# DATA FOR REVIEW:
'''

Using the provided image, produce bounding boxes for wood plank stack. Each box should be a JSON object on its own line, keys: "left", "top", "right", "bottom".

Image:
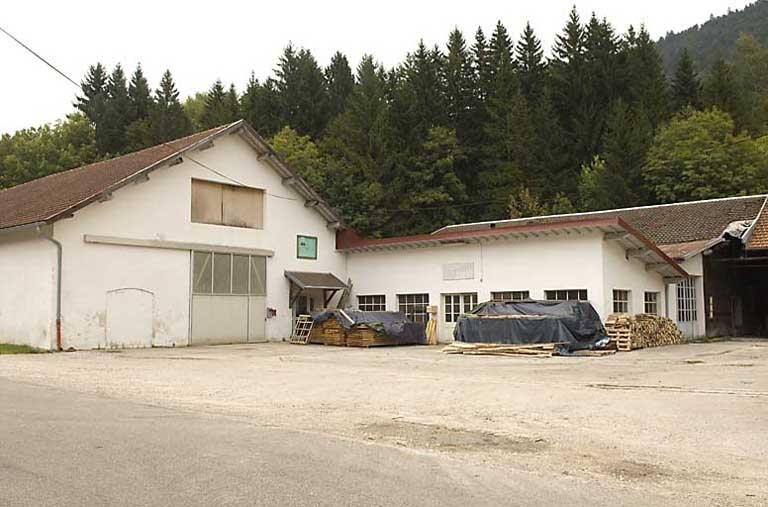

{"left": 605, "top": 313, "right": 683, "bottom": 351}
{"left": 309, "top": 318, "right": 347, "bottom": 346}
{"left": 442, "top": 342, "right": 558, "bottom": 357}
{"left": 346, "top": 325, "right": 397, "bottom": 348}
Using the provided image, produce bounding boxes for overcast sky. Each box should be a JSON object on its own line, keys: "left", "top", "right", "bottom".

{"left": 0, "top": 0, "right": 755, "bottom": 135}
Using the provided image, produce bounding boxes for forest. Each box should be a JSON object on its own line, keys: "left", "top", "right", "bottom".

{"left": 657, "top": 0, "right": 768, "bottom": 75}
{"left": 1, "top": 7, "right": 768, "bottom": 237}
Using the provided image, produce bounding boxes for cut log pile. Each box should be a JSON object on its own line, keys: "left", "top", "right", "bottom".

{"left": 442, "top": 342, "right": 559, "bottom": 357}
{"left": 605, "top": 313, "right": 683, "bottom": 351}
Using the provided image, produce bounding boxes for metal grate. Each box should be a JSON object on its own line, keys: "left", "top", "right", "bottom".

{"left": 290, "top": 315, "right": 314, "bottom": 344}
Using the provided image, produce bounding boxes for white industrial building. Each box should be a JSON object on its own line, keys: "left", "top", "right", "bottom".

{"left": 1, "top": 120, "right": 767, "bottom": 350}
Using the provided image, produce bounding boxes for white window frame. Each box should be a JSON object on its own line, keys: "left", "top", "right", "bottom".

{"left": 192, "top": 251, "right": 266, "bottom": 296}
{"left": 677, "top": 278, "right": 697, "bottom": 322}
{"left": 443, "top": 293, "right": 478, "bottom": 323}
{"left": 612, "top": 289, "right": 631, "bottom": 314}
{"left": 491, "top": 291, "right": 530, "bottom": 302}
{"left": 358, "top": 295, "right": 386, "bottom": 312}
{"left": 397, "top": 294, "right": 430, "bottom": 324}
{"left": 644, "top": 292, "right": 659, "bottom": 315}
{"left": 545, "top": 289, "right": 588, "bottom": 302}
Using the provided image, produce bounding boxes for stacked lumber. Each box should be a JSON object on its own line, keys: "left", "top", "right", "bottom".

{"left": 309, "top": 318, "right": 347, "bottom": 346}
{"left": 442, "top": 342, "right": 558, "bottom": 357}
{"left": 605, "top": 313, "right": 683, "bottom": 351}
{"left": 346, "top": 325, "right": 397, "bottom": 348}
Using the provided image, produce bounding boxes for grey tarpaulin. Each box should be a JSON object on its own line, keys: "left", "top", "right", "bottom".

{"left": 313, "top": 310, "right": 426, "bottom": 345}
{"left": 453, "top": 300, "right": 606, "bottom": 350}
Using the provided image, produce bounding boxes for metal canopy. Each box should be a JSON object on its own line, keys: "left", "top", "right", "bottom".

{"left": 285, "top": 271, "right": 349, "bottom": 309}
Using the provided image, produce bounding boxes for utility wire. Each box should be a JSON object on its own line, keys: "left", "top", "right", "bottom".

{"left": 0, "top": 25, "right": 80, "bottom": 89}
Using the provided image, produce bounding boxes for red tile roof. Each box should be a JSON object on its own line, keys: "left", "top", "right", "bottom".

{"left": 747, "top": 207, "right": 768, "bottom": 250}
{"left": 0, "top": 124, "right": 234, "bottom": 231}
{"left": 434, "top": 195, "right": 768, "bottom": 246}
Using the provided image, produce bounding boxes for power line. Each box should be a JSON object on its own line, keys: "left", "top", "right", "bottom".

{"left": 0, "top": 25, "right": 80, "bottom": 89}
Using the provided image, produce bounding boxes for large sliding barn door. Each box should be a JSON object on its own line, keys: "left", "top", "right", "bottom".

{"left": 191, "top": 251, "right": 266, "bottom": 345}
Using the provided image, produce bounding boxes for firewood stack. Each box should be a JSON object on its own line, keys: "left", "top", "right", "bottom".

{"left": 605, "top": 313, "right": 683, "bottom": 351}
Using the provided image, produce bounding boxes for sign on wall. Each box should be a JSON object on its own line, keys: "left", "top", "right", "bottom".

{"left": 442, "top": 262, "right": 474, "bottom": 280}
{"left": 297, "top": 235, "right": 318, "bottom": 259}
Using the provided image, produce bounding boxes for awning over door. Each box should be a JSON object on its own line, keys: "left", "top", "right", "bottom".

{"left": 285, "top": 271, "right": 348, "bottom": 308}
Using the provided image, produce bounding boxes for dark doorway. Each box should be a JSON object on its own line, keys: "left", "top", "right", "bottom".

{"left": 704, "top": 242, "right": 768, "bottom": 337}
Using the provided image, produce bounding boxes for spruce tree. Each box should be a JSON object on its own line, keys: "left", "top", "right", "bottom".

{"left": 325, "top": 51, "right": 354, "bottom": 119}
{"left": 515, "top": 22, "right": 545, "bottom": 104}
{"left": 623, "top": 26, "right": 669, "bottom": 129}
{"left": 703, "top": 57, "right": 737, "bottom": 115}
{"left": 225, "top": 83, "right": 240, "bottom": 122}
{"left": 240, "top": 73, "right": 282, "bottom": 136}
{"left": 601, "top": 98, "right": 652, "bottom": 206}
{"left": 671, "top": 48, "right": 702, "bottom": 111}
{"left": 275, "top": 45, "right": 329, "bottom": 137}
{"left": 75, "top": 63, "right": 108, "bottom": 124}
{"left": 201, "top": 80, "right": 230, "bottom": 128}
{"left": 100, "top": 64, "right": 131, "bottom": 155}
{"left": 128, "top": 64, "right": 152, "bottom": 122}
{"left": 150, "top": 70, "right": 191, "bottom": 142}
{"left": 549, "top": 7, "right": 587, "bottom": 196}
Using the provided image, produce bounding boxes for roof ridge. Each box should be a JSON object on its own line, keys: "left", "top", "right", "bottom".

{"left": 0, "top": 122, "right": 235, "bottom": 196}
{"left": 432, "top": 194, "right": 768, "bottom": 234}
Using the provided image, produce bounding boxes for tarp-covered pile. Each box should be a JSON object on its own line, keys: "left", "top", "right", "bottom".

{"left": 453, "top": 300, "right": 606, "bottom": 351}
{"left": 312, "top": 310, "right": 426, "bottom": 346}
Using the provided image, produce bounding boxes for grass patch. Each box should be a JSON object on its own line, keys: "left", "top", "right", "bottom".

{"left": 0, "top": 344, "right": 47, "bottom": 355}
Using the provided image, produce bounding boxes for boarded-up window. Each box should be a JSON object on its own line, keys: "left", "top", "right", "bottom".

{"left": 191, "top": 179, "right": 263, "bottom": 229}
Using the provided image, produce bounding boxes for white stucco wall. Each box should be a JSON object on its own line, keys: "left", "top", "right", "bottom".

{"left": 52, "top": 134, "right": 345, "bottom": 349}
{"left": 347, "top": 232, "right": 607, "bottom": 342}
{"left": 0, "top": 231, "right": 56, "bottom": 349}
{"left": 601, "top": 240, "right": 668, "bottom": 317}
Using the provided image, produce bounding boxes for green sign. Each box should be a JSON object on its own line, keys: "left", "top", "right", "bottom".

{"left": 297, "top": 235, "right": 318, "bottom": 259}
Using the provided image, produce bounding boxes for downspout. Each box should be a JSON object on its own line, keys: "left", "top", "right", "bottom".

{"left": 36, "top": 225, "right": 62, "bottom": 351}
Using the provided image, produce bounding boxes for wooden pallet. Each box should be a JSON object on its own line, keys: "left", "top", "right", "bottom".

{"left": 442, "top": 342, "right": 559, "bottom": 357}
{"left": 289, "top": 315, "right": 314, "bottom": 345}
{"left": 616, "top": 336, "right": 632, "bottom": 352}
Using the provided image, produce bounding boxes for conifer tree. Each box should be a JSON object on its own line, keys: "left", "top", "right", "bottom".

'''

# WHAT IS BEING ASKED:
Each entry above should come back word for word, and no picture should come with it.

# TASK ANSWER:
Using the provided image, produce bounding boxes for wood plank stack. Each box should be a JSON object on its own line, keys: "left", "top", "right", "bottom".

Image:

{"left": 605, "top": 313, "right": 683, "bottom": 351}
{"left": 309, "top": 318, "right": 347, "bottom": 346}
{"left": 442, "top": 342, "right": 558, "bottom": 357}
{"left": 346, "top": 325, "right": 397, "bottom": 348}
Using the provided image, produce bounding boxes for overcast sky. Each box should be a JSON object on its own line, keys: "left", "top", "right", "bottom".

{"left": 0, "top": 0, "right": 755, "bottom": 135}
Using the provided image, produce bounding boxes for forest. Each box should be a JSON object on its own line, keys: "left", "top", "right", "bottom".

{"left": 657, "top": 0, "right": 768, "bottom": 75}
{"left": 1, "top": 7, "right": 768, "bottom": 237}
Using the provided image, produce bounding boxes for cut log pile. Each box should be a JSON object on its own line, keys: "left", "top", "right", "bottom".

{"left": 442, "top": 342, "right": 559, "bottom": 357}
{"left": 605, "top": 313, "right": 683, "bottom": 351}
Using the provided image, produce bounding boxes for metal grate. Each box should be a JSON object on its own line, keys: "left", "top", "right", "bottom".

{"left": 290, "top": 315, "right": 314, "bottom": 344}
Using the provided image, produce bounding boxes for white industrial building. Each box should be a JSON object on its own line, keys: "left", "top", "right", "bottom".

{"left": 1, "top": 120, "right": 767, "bottom": 350}
Using the provided image, produce bounding boxes for white window frame. Each box should be a JSON object on its own line, keys: "left", "top", "right", "bottom".

{"left": 192, "top": 251, "right": 266, "bottom": 296}
{"left": 677, "top": 278, "right": 697, "bottom": 322}
{"left": 443, "top": 293, "right": 478, "bottom": 323}
{"left": 612, "top": 289, "right": 631, "bottom": 314}
{"left": 491, "top": 291, "right": 530, "bottom": 302}
{"left": 358, "top": 295, "right": 386, "bottom": 312}
{"left": 397, "top": 294, "right": 430, "bottom": 324}
{"left": 644, "top": 292, "right": 659, "bottom": 315}
{"left": 545, "top": 289, "right": 588, "bottom": 302}
Using the provided image, produce bounding boxes for stacked lumber. Each box should be a JSON object on its own line, keys: "left", "top", "right", "bottom".

{"left": 309, "top": 318, "right": 347, "bottom": 346}
{"left": 442, "top": 342, "right": 558, "bottom": 357}
{"left": 605, "top": 313, "right": 683, "bottom": 351}
{"left": 346, "top": 325, "right": 397, "bottom": 348}
Using the provided image, produce bounding boxes for grey tarpaulin. Each box should be a JSON object on its own line, keys: "left", "top", "right", "bottom".

{"left": 313, "top": 310, "right": 426, "bottom": 345}
{"left": 453, "top": 300, "right": 606, "bottom": 350}
Using the provided image, produce bounding boxes for metal canopy. Each box should be a JSON object on its own line, keys: "left", "top", "right", "bottom".

{"left": 285, "top": 271, "right": 349, "bottom": 309}
Using the provided image, produce bounding boxes for utility wire. Each box should be a JSON object on its own line, keys: "left", "top", "right", "bottom".

{"left": 0, "top": 25, "right": 80, "bottom": 89}
Using the provided image, produce bounding boxes for red tile roof. Each box should be a JSON object on its own line, keys: "left", "top", "right", "bottom".

{"left": 747, "top": 207, "right": 768, "bottom": 250}
{"left": 0, "top": 124, "right": 234, "bottom": 231}
{"left": 434, "top": 195, "right": 768, "bottom": 246}
Using the provided image, produce bounding boxes for power line. Each box should be a JSON object on its own line, keys: "left", "top", "right", "bottom".

{"left": 0, "top": 25, "right": 80, "bottom": 89}
Using the provided image, produce bounding boxes for large sliding barn door. Each box should be a JSON object on its own line, keys: "left", "top", "right", "bottom".

{"left": 191, "top": 251, "right": 266, "bottom": 345}
Using the provided image, produce bounding boxes for firewood stack. Each box should be a JSON object on its own line, keys: "left", "top", "right", "bottom".

{"left": 605, "top": 313, "right": 683, "bottom": 351}
Using the provided image, produce bounding boxes for sign on wall. Each box should be a JSON object on its own line, keys: "left", "top", "right", "bottom".

{"left": 442, "top": 262, "right": 474, "bottom": 280}
{"left": 297, "top": 235, "right": 318, "bottom": 259}
Using the provided image, produce bounding boxes for awning over door. Each box should be a JSON object on its own line, keys: "left", "top", "right", "bottom".

{"left": 285, "top": 271, "right": 348, "bottom": 308}
Using the provided image, produce bounding boxes for dark doorway. Each box should be a JSON object on its own line, keys: "left", "top", "right", "bottom".

{"left": 704, "top": 242, "right": 768, "bottom": 337}
Using the provided image, produce bounding boxes for spruce tree. Each box should be a JSON object on its own line, keys: "left", "top", "right", "bottom".

{"left": 325, "top": 51, "right": 354, "bottom": 119}
{"left": 515, "top": 22, "right": 545, "bottom": 104}
{"left": 623, "top": 26, "right": 669, "bottom": 129}
{"left": 703, "top": 57, "right": 737, "bottom": 115}
{"left": 225, "top": 83, "right": 240, "bottom": 122}
{"left": 240, "top": 73, "right": 282, "bottom": 136}
{"left": 601, "top": 98, "right": 652, "bottom": 206}
{"left": 671, "top": 48, "right": 702, "bottom": 111}
{"left": 275, "top": 45, "right": 329, "bottom": 137}
{"left": 75, "top": 63, "right": 108, "bottom": 124}
{"left": 201, "top": 80, "right": 230, "bottom": 128}
{"left": 100, "top": 64, "right": 131, "bottom": 155}
{"left": 128, "top": 64, "right": 152, "bottom": 122}
{"left": 150, "top": 70, "right": 191, "bottom": 142}
{"left": 549, "top": 7, "right": 587, "bottom": 196}
Using the provided image, produce bounding boxes for roof ridge. Each box should be a JSON object on its own line, keys: "left", "top", "right", "bottom".

{"left": 0, "top": 122, "right": 235, "bottom": 196}
{"left": 432, "top": 194, "right": 768, "bottom": 234}
Using the provided image, produce bounding boxes for tarp-covered pile. Each box should be a JSON object on its own line, keys: "left", "top", "right", "bottom".

{"left": 453, "top": 300, "right": 606, "bottom": 351}
{"left": 312, "top": 310, "right": 426, "bottom": 346}
Using the provided image, produce bounding boxes for grass patch. Each box should be a JSON object on its own line, keys: "left", "top", "right", "bottom".

{"left": 0, "top": 344, "right": 47, "bottom": 355}
Using the provided image, produce bounding boxes for boarded-up window. Each box should be a JSON object on its own line, keys: "left", "top", "right", "bottom".

{"left": 191, "top": 179, "right": 263, "bottom": 229}
Using the provided image, produce bounding boxes for white stucco wall. Each box should be a JSON object on its own line, keys: "left", "top", "right", "bottom".

{"left": 52, "top": 134, "right": 345, "bottom": 349}
{"left": 347, "top": 232, "right": 607, "bottom": 342}
{"left": 0, "top": 231, "right": 56, "bottom": 349}
{"left": 601, "top": 240, "right": 668, "bottom": 317}
Using the provided image, produce bounding boxes for green sign. Each box should be a JSON object on its own line, keys: "left", "top", "right", "bottom".

{"left": 297, "top": 235, "right": 318, "bottom": 259}
Using the provided image, produce bounding boxes for downspout. Each box should be a JSON object on its own line, keys: "left", "top", "right", "bottom".

{"left": 36, "top": 225, "right": 62, "bottom": 351}
Using the provided image, produce bounding boxes for wooden pallet. Each box should be a JSON object on its own line, keys: "left", "top", "right", "bottom".

{"left": 442, "top": 342, "right": 559, "bottom": 357}
{"left": 289, "top": 315, "right": 314, "bottom": 345}
{"left": 616, "top": 336, "right": 632, "bottom": 352}
Using the provided image, produce bounding boxes for conifer tree. Each box should be a JSON object on its own line, keys: "left", "top", "right", "bottom".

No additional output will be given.